He's got the X-factor
Oscar Isaac lands plum roles in X-Men: Apocalypse and new Star Wars movie
Oscar Isaac could easily have made a career out of playing drug dealers and criminals.
But with a little help from the likes of pop diva Madonna, film-makers the Coen brothers and his own gigantic talent, he has a diverse Hollywood resume.
And nominations for Inside Llewyn Davis (2013) and A Most Violent Year (2014).
But nothing is going to shoot his name through the stratosphere more than his upcoming back-to-back parts in two big franchises - as X-Wing pilot Poe Dameron in the highly-anticipated Star Wars: The Force Awakens (out Dec 17) and as the titular villain in X-Men: Apocalypse, which opens next May.
But first, we meet at the Beverly Hilton hotel in Los Angeles, US, to talk about his new HBO miniseries Show Me A Hero, in which he plays Nick Wasicsko, the former real-life mayor of Yonkers, New York, and his struggle to eliminate segregated housing in the 1980s.
When faced with a federal court order stating he must build a small number of low-income housing units in the white middle-class neighbourhoods, his attempt to do so tears the city apart, paralyses the municipal government and ultimately destroys him and his political future.

• • • •

WHAT IS ASKED -
a) Print the part of the article on Oscar Isaac that opens with the words containing "But first, we" and closes with "his political future.".
b) According to the article on Oscar Isaac, whom does he play in the HBO miniseries Show Me A Hero?

• • • •

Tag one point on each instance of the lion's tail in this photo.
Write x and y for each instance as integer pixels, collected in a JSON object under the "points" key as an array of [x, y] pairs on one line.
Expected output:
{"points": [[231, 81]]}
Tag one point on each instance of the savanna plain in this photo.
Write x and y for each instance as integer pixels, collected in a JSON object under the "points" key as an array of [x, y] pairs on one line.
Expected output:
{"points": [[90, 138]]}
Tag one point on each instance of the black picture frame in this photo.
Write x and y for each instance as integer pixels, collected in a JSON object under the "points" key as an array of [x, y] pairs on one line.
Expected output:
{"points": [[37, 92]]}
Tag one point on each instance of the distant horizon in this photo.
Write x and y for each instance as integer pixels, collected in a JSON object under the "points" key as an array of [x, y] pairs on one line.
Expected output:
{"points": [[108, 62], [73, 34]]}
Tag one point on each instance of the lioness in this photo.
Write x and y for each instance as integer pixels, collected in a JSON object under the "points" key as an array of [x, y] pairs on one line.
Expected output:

• • • •

ANSWERS FOR THE TASKS -
a)
But first, we meet at the Beverly Hilton hotel in Los Angeles, US, to talk about his new HBO miniseries Show Me A Hero, in which he plays Nick Wasicsko, the former real-life mayor of Yonkers, New York, and his struggle to eliminate segregated housing in the 1980s.
When faced with a federal court order stating he must build a small number of low-income housing units in the white middle-class neighbourhoods, his attempt to do so tears the city apart, paralyses the municipal government and ultimately destroys him and his political future.

b) Nick Wasicsko, the former real-life mayor of Yonkers, New York.